Study material:
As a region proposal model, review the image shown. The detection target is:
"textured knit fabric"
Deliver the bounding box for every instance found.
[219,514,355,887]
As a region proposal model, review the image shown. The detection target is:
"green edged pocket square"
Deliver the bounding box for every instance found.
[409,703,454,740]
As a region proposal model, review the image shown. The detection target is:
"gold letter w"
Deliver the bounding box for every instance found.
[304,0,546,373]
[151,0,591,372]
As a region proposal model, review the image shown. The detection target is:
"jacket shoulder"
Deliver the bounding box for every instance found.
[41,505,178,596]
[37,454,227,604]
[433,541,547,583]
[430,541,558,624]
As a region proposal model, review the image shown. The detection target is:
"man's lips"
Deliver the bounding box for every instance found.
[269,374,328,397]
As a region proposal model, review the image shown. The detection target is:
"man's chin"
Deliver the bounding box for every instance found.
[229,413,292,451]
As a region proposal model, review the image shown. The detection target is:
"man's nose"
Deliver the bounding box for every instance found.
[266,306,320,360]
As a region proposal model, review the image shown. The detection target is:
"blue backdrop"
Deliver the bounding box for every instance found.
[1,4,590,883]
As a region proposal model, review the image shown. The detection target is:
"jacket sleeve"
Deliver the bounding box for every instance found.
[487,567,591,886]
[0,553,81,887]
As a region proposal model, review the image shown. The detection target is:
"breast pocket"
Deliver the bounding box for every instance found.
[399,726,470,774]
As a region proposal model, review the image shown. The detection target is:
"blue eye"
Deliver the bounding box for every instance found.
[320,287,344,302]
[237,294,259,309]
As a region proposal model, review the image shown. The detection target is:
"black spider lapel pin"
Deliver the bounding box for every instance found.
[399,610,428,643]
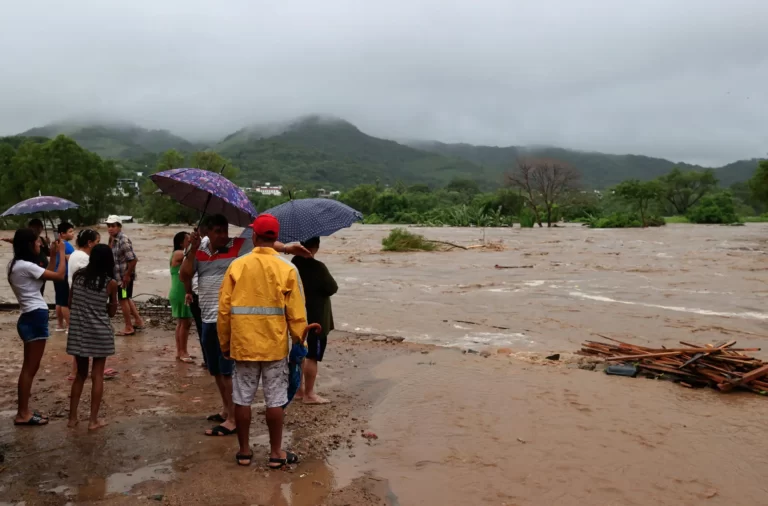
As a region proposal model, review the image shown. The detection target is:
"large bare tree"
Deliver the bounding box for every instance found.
[506,158,580,227]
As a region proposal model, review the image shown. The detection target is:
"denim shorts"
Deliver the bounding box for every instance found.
[201,322,234,376]
[17,308,50,343]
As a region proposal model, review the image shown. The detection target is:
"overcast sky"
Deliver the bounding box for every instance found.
[1,0,766,165]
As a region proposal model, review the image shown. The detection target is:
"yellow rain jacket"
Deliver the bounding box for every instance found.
[218,247,308,362]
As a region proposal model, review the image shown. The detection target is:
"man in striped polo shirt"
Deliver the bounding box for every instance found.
[180,214,310,437]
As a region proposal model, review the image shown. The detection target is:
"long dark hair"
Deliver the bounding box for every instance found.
[73,244,114,292]
[173,231,189,252]
[8,228,40,287]
[76,228,100,248]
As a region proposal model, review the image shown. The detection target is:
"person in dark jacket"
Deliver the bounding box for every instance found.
[291,237,337,404]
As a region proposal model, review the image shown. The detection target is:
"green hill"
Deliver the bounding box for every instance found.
[216,115,493,187]
[21,122,201,160]
[715,159,764,187]
[14,117,761,189]
[410,141,712,188]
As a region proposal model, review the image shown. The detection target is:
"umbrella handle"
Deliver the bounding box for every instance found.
[197,193,213,229]
[195,164,226,228]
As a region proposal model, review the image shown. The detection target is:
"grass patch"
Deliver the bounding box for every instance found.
[664,215,690,224]
[742,216,768,223]
[382,228,437,252]
[586,212,665,228]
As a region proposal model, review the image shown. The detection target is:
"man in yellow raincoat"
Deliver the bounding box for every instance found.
[218,213,318,468]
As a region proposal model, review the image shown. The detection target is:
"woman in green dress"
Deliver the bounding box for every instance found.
[170,232,193,363]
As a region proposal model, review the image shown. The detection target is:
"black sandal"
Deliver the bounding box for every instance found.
[236,452,254,466]
[205,424,236,436]
[268,450,299,469]
[207,413,226,423]
[14,413,49,426]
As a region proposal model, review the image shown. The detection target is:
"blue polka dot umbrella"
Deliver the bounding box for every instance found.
[242,199,363,244]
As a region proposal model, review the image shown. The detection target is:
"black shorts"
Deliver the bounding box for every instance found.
[118,277,135,301]
[53,280,69,307]
[306,334,327,362]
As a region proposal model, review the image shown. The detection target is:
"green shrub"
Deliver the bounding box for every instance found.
[587,212,665,228]
[382,228,436,252]
[364,213,385,224]
[664,215,690,224]
[519,208,536,228]
[686,192,741,224]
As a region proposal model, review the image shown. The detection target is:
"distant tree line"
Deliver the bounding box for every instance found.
[0,135,132,226]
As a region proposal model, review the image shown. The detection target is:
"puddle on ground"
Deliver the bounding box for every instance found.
[252,430,293,447]
[135,406,174,416]
[76,459,174,500]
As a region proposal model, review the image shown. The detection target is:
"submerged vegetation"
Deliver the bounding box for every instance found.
[381,228,437,252]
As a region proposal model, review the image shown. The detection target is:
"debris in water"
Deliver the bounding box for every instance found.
[580,337,768,395]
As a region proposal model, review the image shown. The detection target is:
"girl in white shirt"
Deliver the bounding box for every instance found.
[68,229,100,286]
[8,228,67,426]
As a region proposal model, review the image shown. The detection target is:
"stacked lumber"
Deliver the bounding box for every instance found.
[580,337,768,395]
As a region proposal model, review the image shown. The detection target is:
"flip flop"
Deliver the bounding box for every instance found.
[207,413,226,423]
[205,424,236,436]
[268,450,299,469]
[104,368,118,377]
[235,452,254,466]
[303,397,331,405]
[177,357,194,364]
[14,413,49,426]
[116,331,135,336]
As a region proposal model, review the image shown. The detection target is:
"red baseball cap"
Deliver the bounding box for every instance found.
[250,213,280,239]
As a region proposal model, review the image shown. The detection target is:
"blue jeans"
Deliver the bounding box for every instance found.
[17,309,50,343]
[201,322,233,376]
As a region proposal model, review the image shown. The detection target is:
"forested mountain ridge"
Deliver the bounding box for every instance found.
[14,117,761,189]
[407,140,750,188]
[21,122,203,160]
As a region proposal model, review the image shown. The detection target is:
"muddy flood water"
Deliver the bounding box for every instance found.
[1,223,768,505]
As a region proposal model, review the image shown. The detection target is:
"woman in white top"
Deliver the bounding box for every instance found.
[68,229,100,286]
[8,228,67,426]
[66,229,101,380]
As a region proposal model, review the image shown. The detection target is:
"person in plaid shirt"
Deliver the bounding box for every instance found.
[106,216,144,336]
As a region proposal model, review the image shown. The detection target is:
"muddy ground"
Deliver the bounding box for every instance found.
[0,321,418,506]
[2,223,768,505]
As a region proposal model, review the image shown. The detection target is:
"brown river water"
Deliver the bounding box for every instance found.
[1,223,767,505]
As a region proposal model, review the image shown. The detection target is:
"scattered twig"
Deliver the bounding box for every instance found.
[454,320,510,330]
[426,240,468,250]
[494,264,534,269]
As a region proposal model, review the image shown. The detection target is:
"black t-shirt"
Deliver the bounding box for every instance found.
[37,238,50,268]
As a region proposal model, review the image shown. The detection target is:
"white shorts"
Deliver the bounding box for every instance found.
[232,359,289,408]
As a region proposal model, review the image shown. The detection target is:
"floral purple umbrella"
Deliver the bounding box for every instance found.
[1,195,79,217]
[150,168,257,227]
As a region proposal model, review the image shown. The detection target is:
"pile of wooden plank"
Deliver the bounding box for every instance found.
[580,336,768,395]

Task prompt: If a line holds an image, leave the image out; retype everything else in the entries exactly.

Solution:
As a region proposal model, review the image shown. The detection target is:
"textured knit fabric"
Deliver the bounding box for every instance found.
[219,514,355,887]
As a region proposal model, review the image shown. The detection target is:
"green edged pocket square"
Deliver the bounding box for every instance found.
[409,703,454,740]
As a region proposal model, review the image shown. The detection target is:
"gold letter w"
Deliver the bounding box for every instance found.
[304,0,546,373]
[151,0,591,372]
As a region proposal model, review the image shown. The detection target is:
"jacket shoulder"
Deliver the bounding box for every instance found.
[41,505,178,596]
[37,454,227,604]
[433,541,547,583]
[430,541,558,624]
As a region proposal model, review the image shown. The detection target is:
"man's lips"
Deliver the bounding box for every instance found.
[269,374,328,397]
As a region proposal model, review the image shown. The detection target is:
"man's chin"
Deliver the bounding box for every instance found.
[229,413,292,451]
As a region proposal model, review the image shown. The detection target is:
"man's nose"
Deliver the bounding box for every instance found.
[266,306,320,360]
As a region proposal model, review the image shown. The detection target is:
"blue backdrop"
Deliver the bounding box for every instance found.
[1,4,590,883]
As a region proposal model, review the image shown. The detection target is:
"jacket sleeve"
Deliver the bounding box for every instance found.
[487,567,591,886]
[0,553,81,887]
As a region proposal model, review the image shown. The detection target is:
"breast pocket"
Deliver the bounding box for every instance found.
[399,726,470,774]
As a region proposal model, review the image shown. The detection target is:
"blue eye"
Deliver the bounding box for every instance found.
[320,287,344,302]
[237,294,259,309]
As a region proposal model, review the image shown. The detection target is:
"black spider lapel pin"
Deliver the bounding box for every instance found.
[399,610,428,643]
As a region proposal model, review the image shown. The detection target is:
"large bare tree"
Deliver the bounding box for every instance found.
[506,158,580,227]
As a region proposal model, review the image shown. The detection target is:
"denim shorts"
Deliver the bounding box for every instance found.
[201,322,234,376]
[17,308,50,343]
As a region proposal model, review the image shown. The detection target is:
"overcast sky"
Deliver the bounding box for every instance found.
[1,0,766,165]
As a region proposal model, review the image shown. The detection target is:
"yellow rain jacket"
Deliver the bounding box for every instance found.
[218,247,308,362]
As a region proposal model, review the image shown. The detection target is:
"man in striped polo shirt"
Deliver the bounding box for every instance found.
[180,214,310,437]
As a region proposal model, review the image shown. The detection target is:
"long dark hair"
Deliver the bounding box for every instance found.
[73,244,114,292]
[173,231,189,252]
[8,228,40,287]
[76,228,100,248]
As a region proposal model, review the image shown. The detection target is:
"person in dark jacket"
Deliver the bounding box for every instance found.
[291,237,337,404]
As a region proposal model, review the image shown. The detection target is:
"green hill"
Deliver the bounding box for every instance found.
[216,115,493,187]
[21,122,201,160]
[715,159,764,187]
[14,117,761,189]
[410,141,712,188]
As a region proposal model, review the image shown. The detection target is:
"umbrella handle"
Deliver the bounding box for every instance found.
[197,193,213,229]
[195,164,226,228]
As a region proposal model, review the image shown. The detection target is:
"grass patch"
Deliver the bounding box for every instance found.
[664,215,690,224]
[742,216,768,223]
[382,228,437,252]
[586,212,665,228]
As a region proposal model, review the image shown. The detection target is:
"man in yellow raincoat"
Deliver the bounding box for every instance found.
[218,213,318,468]
As a region proposal model, review the image shown. The detection target is:
"woman in green dress"
Deliver the bounding box for every instance found.
[170,232,193,363]
As a region proposal model, review the image shown. The detection target is:
"black sandal"
Deliver the bounding box for every instance found.
[236,452,254,466]
[205,424,236,436]
[268,450,299,469]
[207,413,226,423]
[14,413,49,426]
As a region proposal model, review the image shown. The detection target is:
"blue polka dot umbrella"
Deliver the bounding box for every instance found.
[242,199,363,244]
As a region proposal model, review the image shown. The detection target is:
"black shorts"
Deliver the bounding box for every instance found.
[118,277,135,301]
[53,280,69,307]
[306,334,327,362]
As a region proposal model, review the image shown. The detection target is:
"green shrub"
Deliver the bounding box for every instance found.
[587,212,665,228]
[382,228,436,252]
[364,213,385,224]
[664,215,690,224]
[519,208,536,228]
[686,192,741,224]
As a region proposal model, review the image shown. The detection target is:
"distant tree line"
Deliver the bounding box for every instance found.
[0,135,132,226]
As a region proposal model, review the image shown. The detection target is:
"puddle on ground"
Deliver the bounding box for every instance found.
[252,430,293,447]
[135,406,174,416]
[76,459,174,500]
As a region proposal model, review the image shown. The detection target is:
"submerged vegetation"
Deliver the bounding box for every instance found.
[381,228,437,252]
As a region proposal model, review the image shown. The detection target is:
"debris in water"
Deliver the bounding box for every instance found.
[580,337,768,395]
As a region proposal model, review the image shown. The detection target is:
"girl in white shirt"
Deliver the bounding box for every instance found.
[68,229,100,286]
[8,228,67,426]
As a region proposal model, review the image shown. The detection target is:
"stacked lumber"
Deliver the bounding box for every instance found.
[580,337,768,395]
As a region proposal model, review the image shown. The detection target is:
"flip flop"
Deliver the bounding box for every instance found.
[207,413,226,423]
[205,424,236,436]
[268,450,299,469]
[104,368,118,377]
[235,452,254,466]
[303,397,331,405]
[177,357,194,364]
[14,413,49,426]
[116,331,135,336]
As a region proposal model, review the image shown. The detection target is:
"red baseball cap"
Deliver the bounding box for every instance found.
[250,213,280,239]
As a region proposal model, review the image shown. The detection target is:
"blue jeans"
Deliver the bounding box for every instance found.
[17,309,50,343]
[201,322,233,376]
As a region proposal model, review the image shown. The detection target is:
"forested mountain ridge"
Deliver the bounding box for every instance found.
[14,117,761,189]
[407,140,750,188]
[21,122,203,160]
As a region proposal model, review the image shown. The detection target is:
"muddy flood water"
Deliver the bounding box for every instance found.
[1,223,768,505]
As a region proposal model, review the image shown. The detection target is:
"woman in white top"
Deliver the bounding box for every instance found.
[68,229,100,286]
[8,228,67,426]
[66,229,101,380]
As a region proposal model, review the image shown. The detection target is:
"person in plaid shirt"
Deliver the bounding box for every instance found.
[106,216,144,336]
As a region proposal model, review the image shown. The detection target is:
"muddy ground"
Deliver the bounding box for every instance found.
[0,321,418,506]
[2,223,768,505]
As a region proposal model, review the image shown. The detection target is:
"brown river water"
Deliver the bounding box for every instance found.
[1,223,767,505]
As a region proposal model, review the image shown. The detection target is:
"scattered twig"
Deliver the bounding box for every instance found.
[454,320,510,330]
[426,240,468,250]
[494,264,534,269]
As a region proposal model, review the image shown. The detection target is:
"black t-shirt"
Deliver the bounding box for every instance found.
[37,238,50,268]
As a region proposal model, review the image shown. The detection target is:
"white shorts"
Deliver the bounding box for every instance found.
[232,359,289,408]
As a region proposal model, review the image shown. The detection target is:
"floral purple umbrella"
Deliver the bounding box for every instance found.
[1,195,79,217]
[150,168,257,227]
As a region proposal model, review the image shown. The detection target is:
"pile of wooden plank"
Deliver the bounding box for every instance found.
[580,336,768,395]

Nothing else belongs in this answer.